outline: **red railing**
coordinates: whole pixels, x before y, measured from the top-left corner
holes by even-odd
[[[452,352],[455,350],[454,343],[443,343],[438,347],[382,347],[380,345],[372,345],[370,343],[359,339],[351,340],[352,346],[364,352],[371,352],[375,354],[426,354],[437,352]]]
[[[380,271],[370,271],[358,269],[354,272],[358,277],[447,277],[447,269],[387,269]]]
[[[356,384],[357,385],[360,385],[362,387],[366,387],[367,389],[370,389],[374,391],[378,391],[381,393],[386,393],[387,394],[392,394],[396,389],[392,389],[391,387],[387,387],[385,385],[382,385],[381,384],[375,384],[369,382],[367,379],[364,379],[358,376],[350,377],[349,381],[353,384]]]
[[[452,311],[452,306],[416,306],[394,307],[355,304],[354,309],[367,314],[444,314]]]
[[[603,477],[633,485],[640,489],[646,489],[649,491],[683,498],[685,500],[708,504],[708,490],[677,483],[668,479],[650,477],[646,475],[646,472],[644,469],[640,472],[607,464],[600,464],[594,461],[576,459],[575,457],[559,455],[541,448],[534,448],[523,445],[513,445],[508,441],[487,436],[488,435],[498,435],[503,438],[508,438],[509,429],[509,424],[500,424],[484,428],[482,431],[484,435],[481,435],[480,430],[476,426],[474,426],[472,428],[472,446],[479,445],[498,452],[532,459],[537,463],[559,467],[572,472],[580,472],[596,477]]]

==============================

## WORK INSTRUCTIONS
Reproduce every line of the items above verbatim, without any alteration.

## SOLUTION BELOW
outline: **red railing**
coordinates: whole pixels, x before y, measured from the top-left corner
holes by even-odd
[[[452,352],[455,350],[454,343],[443,343],[438,347],[382,347],[380,345],[372,345],[370,343],[359,339],[351,340],[352,346],[364,352],[371,352],[375,354],[426,354],[437,352]]]
[[[380,271],[370,271],[358,269],[354,272],[358,277],[447,277],[447,269],[387,269]]]
[[[356,384],[357,385],[360,385],[362,387],[366,387],[367,389],[370,389],[374,391],[378,391],[381,393],[386,393],[387,394],[392,394],[396,389],[392,389],[391,387],[387,387],[385,385],[382,385],[381,384],[375,384],[369,382],[367,379],[364,379],[358,376],[350,377],[349,381],[353,384]]]
[[[452,311],[452,306],[416,306],[394,307],[355,304],[354,309],[367,314],[444,314]]]
[[[603,477],[633,485],[640,489],[646,489],[649,491],[683,498],[685,500],[708,504],[708,490],[677,483],[668,479],[650,477],[646,475],[646,472],[644,469],[640,472],[607,464],[600,464],[594,461],[576,459],[575,457],[559,455],[541,448],[534,448],[523,445],[513,445],[508,441],[487,436],[488,435],[498,435],[503,438],[508,438],[509,429],[509,424],[500,424],[484,428],[482,431],[484,435],[481,435],[480,430],[476,426],[474,426],[472,428],[472,446],[479,445],[498,452],[532,459],[537,463],[559,467],[572,472],[580,472],[596,477]]]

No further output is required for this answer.